- MATERIALS PROVIDED
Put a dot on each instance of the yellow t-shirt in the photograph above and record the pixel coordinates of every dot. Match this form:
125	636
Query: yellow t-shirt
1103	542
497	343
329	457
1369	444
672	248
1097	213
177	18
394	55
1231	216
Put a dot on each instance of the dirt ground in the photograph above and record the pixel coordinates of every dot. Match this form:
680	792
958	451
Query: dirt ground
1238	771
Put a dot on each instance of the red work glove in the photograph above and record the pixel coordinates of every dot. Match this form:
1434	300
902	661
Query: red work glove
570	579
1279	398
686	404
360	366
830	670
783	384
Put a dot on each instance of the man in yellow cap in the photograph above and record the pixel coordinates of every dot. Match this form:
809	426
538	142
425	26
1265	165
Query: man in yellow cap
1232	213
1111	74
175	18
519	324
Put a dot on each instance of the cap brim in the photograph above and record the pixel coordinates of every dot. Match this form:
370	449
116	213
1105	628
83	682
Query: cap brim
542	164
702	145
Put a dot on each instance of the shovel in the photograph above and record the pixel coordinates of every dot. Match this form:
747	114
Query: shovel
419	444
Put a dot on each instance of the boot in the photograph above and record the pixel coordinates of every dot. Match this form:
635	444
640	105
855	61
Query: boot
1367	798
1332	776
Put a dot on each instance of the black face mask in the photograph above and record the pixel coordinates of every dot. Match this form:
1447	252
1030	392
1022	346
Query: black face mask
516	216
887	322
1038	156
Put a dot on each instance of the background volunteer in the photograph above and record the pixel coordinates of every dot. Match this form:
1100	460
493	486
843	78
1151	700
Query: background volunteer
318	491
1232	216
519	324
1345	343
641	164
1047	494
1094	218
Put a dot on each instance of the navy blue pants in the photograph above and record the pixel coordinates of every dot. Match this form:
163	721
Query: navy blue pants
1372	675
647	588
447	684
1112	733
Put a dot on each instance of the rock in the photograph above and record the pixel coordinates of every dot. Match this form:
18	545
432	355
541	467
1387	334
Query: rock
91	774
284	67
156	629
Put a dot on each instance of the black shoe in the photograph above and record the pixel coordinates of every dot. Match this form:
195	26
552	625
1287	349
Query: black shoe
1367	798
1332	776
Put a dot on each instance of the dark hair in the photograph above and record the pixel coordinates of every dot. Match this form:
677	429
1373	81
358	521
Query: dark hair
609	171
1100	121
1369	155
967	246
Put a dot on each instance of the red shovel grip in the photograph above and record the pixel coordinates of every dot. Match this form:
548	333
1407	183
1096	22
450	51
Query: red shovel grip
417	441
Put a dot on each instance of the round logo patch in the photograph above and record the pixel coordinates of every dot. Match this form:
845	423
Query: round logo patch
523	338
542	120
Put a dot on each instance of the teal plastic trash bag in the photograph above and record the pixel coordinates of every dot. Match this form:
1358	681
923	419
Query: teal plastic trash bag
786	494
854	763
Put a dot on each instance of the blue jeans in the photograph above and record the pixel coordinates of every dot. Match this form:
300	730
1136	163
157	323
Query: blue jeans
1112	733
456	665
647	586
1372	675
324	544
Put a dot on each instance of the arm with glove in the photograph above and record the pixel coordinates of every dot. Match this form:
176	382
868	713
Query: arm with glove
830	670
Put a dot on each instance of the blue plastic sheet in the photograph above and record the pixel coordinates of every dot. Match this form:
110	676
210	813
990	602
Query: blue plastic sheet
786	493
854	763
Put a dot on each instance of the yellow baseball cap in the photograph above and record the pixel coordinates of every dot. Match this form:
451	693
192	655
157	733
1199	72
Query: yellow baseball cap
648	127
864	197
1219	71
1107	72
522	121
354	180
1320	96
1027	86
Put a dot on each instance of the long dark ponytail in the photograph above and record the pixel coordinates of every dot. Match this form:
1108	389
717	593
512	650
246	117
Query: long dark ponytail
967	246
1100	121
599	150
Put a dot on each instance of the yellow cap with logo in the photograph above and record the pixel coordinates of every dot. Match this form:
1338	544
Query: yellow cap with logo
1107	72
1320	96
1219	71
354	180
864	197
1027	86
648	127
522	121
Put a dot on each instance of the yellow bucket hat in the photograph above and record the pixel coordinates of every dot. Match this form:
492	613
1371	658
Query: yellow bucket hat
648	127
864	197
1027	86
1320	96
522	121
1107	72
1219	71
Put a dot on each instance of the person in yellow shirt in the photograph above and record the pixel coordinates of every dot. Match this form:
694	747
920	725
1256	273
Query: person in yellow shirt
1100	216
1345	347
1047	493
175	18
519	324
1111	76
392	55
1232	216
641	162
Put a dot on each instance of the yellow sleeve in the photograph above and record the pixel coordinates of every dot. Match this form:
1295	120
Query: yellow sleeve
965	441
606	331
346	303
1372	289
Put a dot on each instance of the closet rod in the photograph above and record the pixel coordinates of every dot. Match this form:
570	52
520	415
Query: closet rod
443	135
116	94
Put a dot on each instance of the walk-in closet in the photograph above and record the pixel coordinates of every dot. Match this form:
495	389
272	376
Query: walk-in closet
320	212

- TASK OBJECTIVE
The full data, transcribed without change, is the expected answer.

- OUTPUT OF THE EXERCISE
Put a dot on each instance of the yellow t-shirt in the photograph above and record the pixel coordinates of every dot. Match this form:
125	636
Query: yellow t-shirt
1103	542
497	343
329	457
1369	444
672	248
1097	213
177	18
394	55
1231	216
Put a dot on each instance of the dirt ground in the photograph above and record the pixel coordinates of every dot. Match this form:
680	792
958	451
Query: dirt ground
1238	771
Put a dot on each instance of the red work glove in the photograph above and record the pixel coordinates of every dot. Match this form:
1434	300
902	661
Query: red work glove
570	579
1279	398
686	404
360	366
830	670
783	384
Put a dot on each instance of the man in yellow cap in the photograph above and record the pixel coordinates of every dot. Match this form:
809	426
538	142
425	26
1265	165
Query: man in yellow cap
1232	213
1111	74
175	18
519	324
Put a dot on each instance of the cap brim in the photograph above and record the pixel coordinates of every dot. Match this form:
370	449
116	213
1105	628
83	682
Query: cap brim
542	164
702	145
Put a dot on each instance of the shovel in the photograph above and record the pixel coordinates of every dot. Match this form:
747	114
Query: shovel
419	444
Put a dot on each instance of the boot in the photograph above and record the pixel coordinates of every dot. Match this form:
635	444
640	105
855	61
Query: boot
1367	798
1332	776
Put a dot on each instance of the black face mask in the photograph above and record the pixel coordinates of every dot. Match this form:
1447	252
1030	392
1022	346
Query: black face mask
516	216
887	322
1038	156
Put a dot on each instance of the background volunteer in the photograph above and record the pixel coordinates of every dot. Match this form:
1100	460
493	486
843	78
1151	700
Query: background volunteer
318	491
1232	216
519	324
1345	343
641	164
1047	494
1094	218
Put a dot on each instance of the navy blue pants in the photograph above and record the pixel coordinates of every dot. Match this form:
163	721
Query: navy blue pants
1372	675
647	588
447	684
1112	733
Put a dot on each instance of the rock in the photograph above and record the pixel coordinates of every dot. Match this form:
18	545
432	355
541	467
1387	334
Query: rock
91	774
284	67
156	629
Put a dot on each instance of the black shoe in the photograph above and record the pixel coordinates of every dot. Match this form:
195	26
552	625
1287	349
Query: black shoe
1367	798
1332	776
Put a dot on each instance of the dark hair in the photograph above and record the pixel coordinates of every dot. Match this form:
677	429
1373	81
358	521
Query: dark hair
609	171
1100	121
1369	155
967	246
Put a dot on each instance of the red shovel grip in the photograph above and record the pixel coordinates of every dot. Match this form:
548	333
1407	183
1096	22
450	51
Query: red shovel grip
417	441
Put a dot on each instance of the round logo patch in the photograph above and record the pixel coordinates of every dot. Match this form:
845	423
Query: round logo patch
523	338
542	120
Put a dot on each instance of the teal plastic trash bag in the photograph above and record the pixel coordinates of every dot. Match this form:
1358	681
923	419
Query: teal plastic trash bag
786	494
854	763
Put a dot on each instance of the blue jeans in the photograph above and record the pixel coordinates of every dot. Match this form:
300	730
1136	163
157	323
Query: blue jeans
1112	733
456	665
647	586
1372	675
324	544
Put a dot on each instance of the arm with glove in the photograph above and record the pixel coordinates of every dot. Match this form:
176	382
868	713
Query: arm with glove
830	670
Put a dot on each instance of the blue plastic sheet in the photograph above and record the pixel coordinates of every dot. Match this form:
110	676
210	813
990	602
Query: blue plastic sheet
786	493
854	763
Put a dot on each instance of the yellow baseball cap in the photograph above and record the pixel coordinates of every dot. Match this form:
451	693
192	655
157	733
1199	72
Query: yellow baseball cap
648	127
864	197
1219	71
1107	72
522	121
354	180
1320	96
1027	86
Put a dot on each instance of the long dark ponytail in the photograph above and record the pixel coordinates of every dot. Match this form:
1108	389
717	593
512	650
246	117
Query: long dark ponytail
967	246
1100	121
599	150
Put a dot on each instance of the yellow cap with logo in the photograph above and record the pixel coordinates of every dot. Match this form:
1338	544
Query: yellow cap with logo
1107	72
1320	96
1219	71
354	180
864	197
1027	86
648	127
522	121
Put a dot on each instance of the yellow bucket hat in the photograph above and record the pixel coordinates of every dot. Match this form:
492	613
1371	658
Query: yellow bucket hat
648	127
864	197
1027	86
1320	96
522	121
1107	72
1219	71
Put a dot on each instance of the person in yellow shirt in the photograph above and record the pixel coordinates of every dot. Match this form:
694	747
920	725
1256	273
Query: person in yellow shirt
1100	216
1345	347
1047	493
175	18
519	324
1111	76
392	55
1232	216
641	162
Put a dot on each instance of the yellow sleeve in the photograph above and record the pixel coordinates of every dot. Match this form:
1295	120
Query: yellow sleeve
965	441
606	331
346	303
1372	289
Put a dot on each instance of the closet rod in the photograph above and record the pixel coordinates of every dot. Match this form:
570	52
520	415
Query: closet rod
443	135
116	94
Put a dot on each instance of the walk-in closet in the photograph above and record the pixel coordinates of every dot. Match this form:
495	389
272	376
Query: walk-in closet
320	212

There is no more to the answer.